Ce récit arrange les anciennes puissances coloniales car il efface leur rôle dans le pillage organisé des ressources africaines, dans le sabotage des expériences de développement autonome, et dans le soutien à des régimes fantoches. Or, si la vérité est complexe, elle oblige à une lecture dialectique du sous-développement africain: d’un côté, des dirigeants locaux complices et corrompus ; de l’autre, un système international fondé sur la prédation, l’endettement, la manipulation politique et le contrôle monétaire.
Dans mon ouvrage « L’Afrique refuse-t-elle vraiment le développement ? » (Paris, L’Harmattan, 2007), je défends une thèse contraire à celle de Tidjane Thiam. Pour moi, les causes du « sous-développement » africain sont davantage extérieures qu’intérieures. Je montre comment les rapports inégaux, les conditionnalités imposées par les institutions de Bretton Woods, la domination monétaire et les interventions militaires voilent la possibilité même d’un développement authentiquement africain. À mes yeux, le continent est empêché de se développer non pas parce qu’il le refuse, mais parce qu’il est enfermé dans un système mondial fondamentalement injuste.
Vers quelle Afrique Tidjane Thiam veut-il conduire la Côte d’Ivoire ?
Il est légitime de se demander si une telle posture idéologique ne révèle pas l’orientation future de Tidjane Thiam s’il accédait au pouvoir. Servira-t-il les intérêts des Ivoiriens ou ceux des cercles financiers et politiques qui lui ont permis de bâtir sa carrière internationale ? Son discours semble s’inscrire dans la logique néolibérale dominante : responsabiliser exclusivement les pays africains pour justifier des politiques d’austérité, d’ouverture incontrôlée des marchés et de dépendance vis-à-vis des investisseurs étrangers. Or, une véritable politique de développement pour l’Afrique suppose de briser les chaînes du néocolonialisme, de remettre en question les accords léonins, de réformer en profondeur le système éducatif, sanitaire et économique – autant de chantiers qui exigent une volonté politique affranchie des injonctions extérieures.
········
• Activité
Recopiez sans rien modifier le passage du texte sur le sous-développement africain qui commence à « Dans mon ouvrage » et se termine à « mondial fondamentalement injuste. ».
········
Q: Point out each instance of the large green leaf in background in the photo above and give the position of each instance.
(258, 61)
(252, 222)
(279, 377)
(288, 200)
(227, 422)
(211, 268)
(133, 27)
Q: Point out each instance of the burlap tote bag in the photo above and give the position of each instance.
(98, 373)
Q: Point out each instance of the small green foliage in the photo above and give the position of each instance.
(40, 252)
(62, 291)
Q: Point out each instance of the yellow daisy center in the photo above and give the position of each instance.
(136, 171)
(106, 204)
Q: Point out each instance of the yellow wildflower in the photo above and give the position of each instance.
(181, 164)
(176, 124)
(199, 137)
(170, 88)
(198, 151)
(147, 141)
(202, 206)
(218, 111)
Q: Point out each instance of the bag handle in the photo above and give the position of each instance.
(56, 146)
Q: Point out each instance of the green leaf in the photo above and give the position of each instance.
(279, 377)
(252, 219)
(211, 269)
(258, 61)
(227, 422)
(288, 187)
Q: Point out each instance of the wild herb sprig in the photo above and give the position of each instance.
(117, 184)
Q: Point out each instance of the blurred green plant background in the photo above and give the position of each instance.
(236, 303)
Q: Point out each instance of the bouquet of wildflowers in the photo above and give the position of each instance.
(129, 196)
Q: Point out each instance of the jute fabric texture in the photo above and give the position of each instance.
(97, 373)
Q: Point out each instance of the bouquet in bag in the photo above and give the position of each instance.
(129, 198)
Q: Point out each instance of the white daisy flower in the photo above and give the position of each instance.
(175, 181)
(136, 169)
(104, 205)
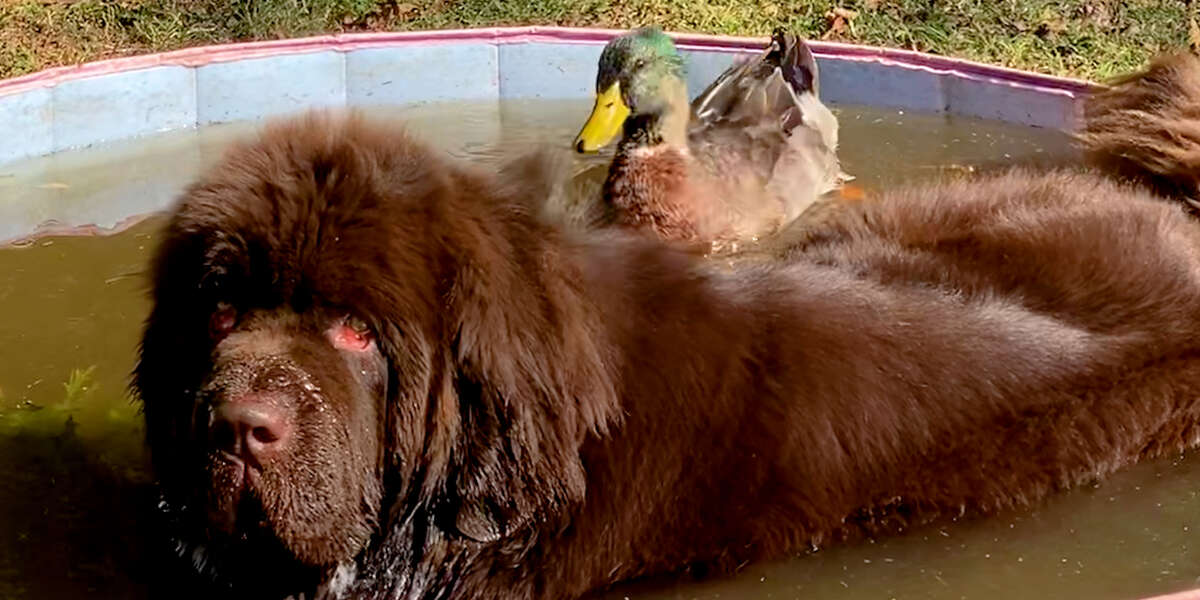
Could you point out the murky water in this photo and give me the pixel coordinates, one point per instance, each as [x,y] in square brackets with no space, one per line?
[71,472]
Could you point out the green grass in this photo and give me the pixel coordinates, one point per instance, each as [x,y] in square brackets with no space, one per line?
[1090,39]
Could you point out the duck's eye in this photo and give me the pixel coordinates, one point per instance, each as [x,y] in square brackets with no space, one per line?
[352,334]
[222,319]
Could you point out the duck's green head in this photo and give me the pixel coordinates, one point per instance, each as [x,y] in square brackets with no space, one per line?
[636,71]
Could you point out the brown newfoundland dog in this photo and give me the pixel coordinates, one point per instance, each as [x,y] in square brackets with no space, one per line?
[372,373]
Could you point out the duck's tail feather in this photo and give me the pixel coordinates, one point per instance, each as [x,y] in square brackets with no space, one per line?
[1146,127]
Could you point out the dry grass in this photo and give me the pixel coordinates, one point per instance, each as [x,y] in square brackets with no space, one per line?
[1091,39]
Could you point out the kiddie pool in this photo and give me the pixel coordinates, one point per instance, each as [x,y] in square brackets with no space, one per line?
[115,101]
[75,107]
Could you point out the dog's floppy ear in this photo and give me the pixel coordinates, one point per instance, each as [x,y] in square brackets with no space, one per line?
[529,378]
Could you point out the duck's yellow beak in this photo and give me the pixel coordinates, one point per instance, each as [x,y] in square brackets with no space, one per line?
[607,117]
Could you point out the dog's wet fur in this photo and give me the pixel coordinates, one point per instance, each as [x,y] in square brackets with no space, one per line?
[371,372]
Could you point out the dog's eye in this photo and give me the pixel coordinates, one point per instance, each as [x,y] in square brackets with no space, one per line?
[352,334]
[223,319]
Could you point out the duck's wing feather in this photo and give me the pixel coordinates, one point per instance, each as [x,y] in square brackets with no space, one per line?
[762,118]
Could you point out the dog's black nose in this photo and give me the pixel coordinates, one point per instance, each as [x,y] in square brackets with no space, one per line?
[252,427]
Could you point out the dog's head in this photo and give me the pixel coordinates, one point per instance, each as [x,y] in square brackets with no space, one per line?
[348,333]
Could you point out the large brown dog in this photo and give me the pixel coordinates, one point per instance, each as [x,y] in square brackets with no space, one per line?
[371,373]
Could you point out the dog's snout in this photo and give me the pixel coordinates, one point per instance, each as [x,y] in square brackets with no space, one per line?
[253,427]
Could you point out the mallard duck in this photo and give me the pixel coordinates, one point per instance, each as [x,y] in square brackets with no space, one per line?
[748,155]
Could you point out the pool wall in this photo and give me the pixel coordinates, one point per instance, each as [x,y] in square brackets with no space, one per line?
[78,106]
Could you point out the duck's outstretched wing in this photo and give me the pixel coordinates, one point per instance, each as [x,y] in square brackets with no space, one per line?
[763,117]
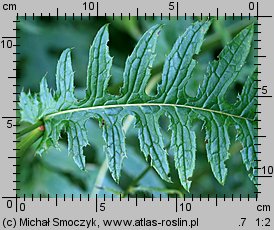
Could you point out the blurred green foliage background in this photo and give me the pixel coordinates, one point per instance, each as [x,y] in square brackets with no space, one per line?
[41,43]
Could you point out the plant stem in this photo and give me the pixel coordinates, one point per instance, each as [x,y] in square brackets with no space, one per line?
[31,138]
[136,181]
[29,129]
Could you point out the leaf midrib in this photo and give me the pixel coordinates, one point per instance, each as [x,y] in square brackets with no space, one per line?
[145,105]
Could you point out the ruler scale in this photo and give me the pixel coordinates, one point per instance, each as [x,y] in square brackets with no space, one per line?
[252,210]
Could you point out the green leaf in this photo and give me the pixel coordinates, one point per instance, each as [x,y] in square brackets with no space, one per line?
[60,110]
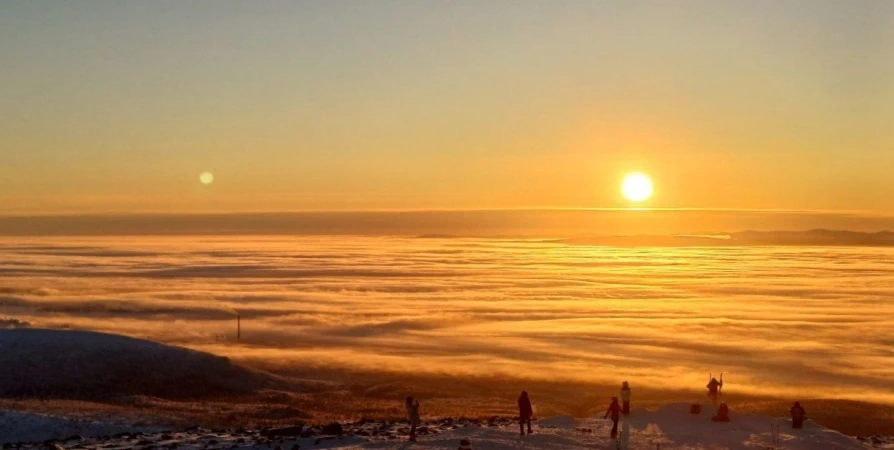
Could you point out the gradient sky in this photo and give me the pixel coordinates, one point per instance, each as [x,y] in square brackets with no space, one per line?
[120,105]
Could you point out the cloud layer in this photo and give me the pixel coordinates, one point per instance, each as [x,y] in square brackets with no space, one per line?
[776,320]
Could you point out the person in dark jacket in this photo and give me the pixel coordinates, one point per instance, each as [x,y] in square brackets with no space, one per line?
[714,387]
[625,398]
[798,415]
[525,412]
[614,409]
[413,416]
[722,413]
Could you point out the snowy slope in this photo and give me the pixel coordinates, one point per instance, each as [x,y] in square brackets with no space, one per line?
[671,426]
[83,364]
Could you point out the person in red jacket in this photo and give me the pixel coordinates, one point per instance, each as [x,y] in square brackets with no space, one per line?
[615,410]
[714,387]
[798,415]
[525,412]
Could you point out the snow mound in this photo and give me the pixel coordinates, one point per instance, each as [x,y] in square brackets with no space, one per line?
[88,365]
[558,422]
[28,427]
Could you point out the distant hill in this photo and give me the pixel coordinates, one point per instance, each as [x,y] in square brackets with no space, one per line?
[88,365]
[818,237]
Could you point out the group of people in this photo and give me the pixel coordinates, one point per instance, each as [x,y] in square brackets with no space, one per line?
[619,406]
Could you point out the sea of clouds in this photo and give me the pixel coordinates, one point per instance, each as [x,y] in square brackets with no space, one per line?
[788,319]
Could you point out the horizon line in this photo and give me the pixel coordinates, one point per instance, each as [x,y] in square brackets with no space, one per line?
[7,215]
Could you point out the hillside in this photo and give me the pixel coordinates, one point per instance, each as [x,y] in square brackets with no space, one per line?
[88,365]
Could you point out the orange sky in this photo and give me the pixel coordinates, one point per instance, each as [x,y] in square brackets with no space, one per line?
[119,107]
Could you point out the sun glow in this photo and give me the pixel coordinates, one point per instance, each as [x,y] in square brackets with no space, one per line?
[637,187]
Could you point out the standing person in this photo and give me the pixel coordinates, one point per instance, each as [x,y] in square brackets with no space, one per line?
[714,387]
[525,412]
[798,415]
[625,398]
[413,417]
[615,410]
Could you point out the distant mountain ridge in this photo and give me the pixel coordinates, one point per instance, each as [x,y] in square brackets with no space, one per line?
[815,237]
[44,363]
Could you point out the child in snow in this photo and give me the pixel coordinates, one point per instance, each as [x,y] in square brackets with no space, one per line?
[625,398]
[525,411]
[413,416]
[722,413]
[713,389]
[615,410]
[798,415]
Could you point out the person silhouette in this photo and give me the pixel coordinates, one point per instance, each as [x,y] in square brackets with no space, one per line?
[714,387]
[722,413]
[413,416]
[525,412]
[614,408]
[798,415]
[625,398]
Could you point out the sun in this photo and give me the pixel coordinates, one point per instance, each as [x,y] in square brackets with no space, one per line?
[637,187]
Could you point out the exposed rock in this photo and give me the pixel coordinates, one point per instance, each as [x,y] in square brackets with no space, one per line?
[333,429]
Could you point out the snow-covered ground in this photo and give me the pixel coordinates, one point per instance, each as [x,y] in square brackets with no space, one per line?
[29,427]
[85,364]
[670,427]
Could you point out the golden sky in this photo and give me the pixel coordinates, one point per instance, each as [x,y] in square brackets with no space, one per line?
[110,106]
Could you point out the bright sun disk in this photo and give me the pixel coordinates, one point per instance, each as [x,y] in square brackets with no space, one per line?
[637,187]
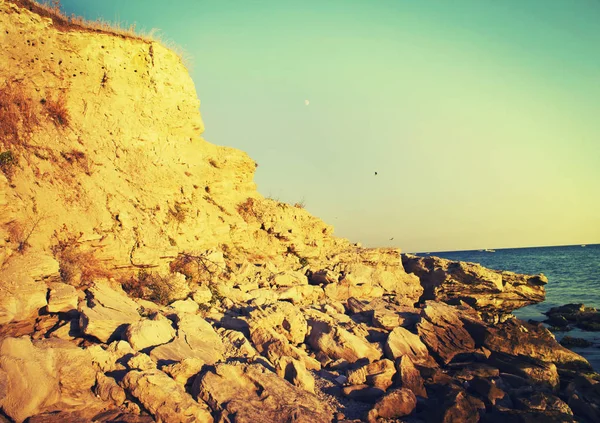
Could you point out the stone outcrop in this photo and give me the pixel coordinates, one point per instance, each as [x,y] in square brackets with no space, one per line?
[491,292]
[164,398]
[166,288]
[107,312]
[252,394]
[39,376]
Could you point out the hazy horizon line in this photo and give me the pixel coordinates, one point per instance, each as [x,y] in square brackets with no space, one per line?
[502,248]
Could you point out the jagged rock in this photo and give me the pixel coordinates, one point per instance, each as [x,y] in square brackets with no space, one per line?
[443,332]
[108,390]
[489,291]
[62,298]
[396,403]
[289,278]
[536,372]
[202,295]
[195,338]
[568,341]
[294,371]
[458,406]
[275,346]
[140,361]
[283,318]
[401,342]
[300,294]
[164,398]
[542,401]
[488,390]
[107,313]
[39,376]
[586,318]
[337,343]
[183,371]
[363,393]
[410,378]
[345,289]
[253,394]
[111,358]
[378,374]
[149,332]
[517,338]
[185,306]
[236,344]
[22,294]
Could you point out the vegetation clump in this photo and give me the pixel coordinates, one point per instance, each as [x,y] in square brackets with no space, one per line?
[8,161]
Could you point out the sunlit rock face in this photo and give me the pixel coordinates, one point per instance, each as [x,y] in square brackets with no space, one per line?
[144,279]
[490,292]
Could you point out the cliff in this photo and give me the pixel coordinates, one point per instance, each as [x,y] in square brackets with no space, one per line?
[143,277]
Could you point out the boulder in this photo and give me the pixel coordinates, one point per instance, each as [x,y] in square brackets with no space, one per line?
[394,404]
[249,393]
[442,330]
[378,374]
[108,390]
[107,313]
[338,343]
[363,393]
[283,318]
[62,298]
[401,343]
[490,292]
[195,338]
[40,376]
[22,290]
[295,372]
[145,333]
[409,377]
[183,371]
[518,338]
[164,398]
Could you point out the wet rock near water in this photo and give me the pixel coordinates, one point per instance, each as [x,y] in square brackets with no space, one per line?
[574,315]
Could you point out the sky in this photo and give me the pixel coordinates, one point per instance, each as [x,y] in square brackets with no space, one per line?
[481,118]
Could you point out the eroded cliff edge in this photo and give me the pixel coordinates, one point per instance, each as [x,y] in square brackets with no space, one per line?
[235,307]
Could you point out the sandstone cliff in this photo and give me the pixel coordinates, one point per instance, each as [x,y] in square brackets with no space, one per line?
[143,278]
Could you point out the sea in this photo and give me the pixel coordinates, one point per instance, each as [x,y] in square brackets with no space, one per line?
[573,273]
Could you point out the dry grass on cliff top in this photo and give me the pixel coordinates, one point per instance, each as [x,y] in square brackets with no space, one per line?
[51,9]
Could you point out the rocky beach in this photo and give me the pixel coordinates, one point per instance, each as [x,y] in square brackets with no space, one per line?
[143,277]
········
• Corrigé
Dans mon ouvrage « L’Afrique refuse-t-elle vraiment le développement ? » (Paris, L’Harmattan, 2007), je défends une thèse contraire à celle de Tidjane Thiam. Pour moi, les causes du « sous-développement » africain sont davantage extérieures qu’intérieures. Je montre comment les rapports inégaux, les conditionnalités imposées par les institutions de Bretton Woods, la domination monétaire et les interventions militaires voilent la possibilité même d’un développement authentiquement africain. À mes yeux, le continent est empêché de se développer non pas parce qu’il le refuse, mais parce qu’il est enfermé dans un système mondial fondamentalement injuste.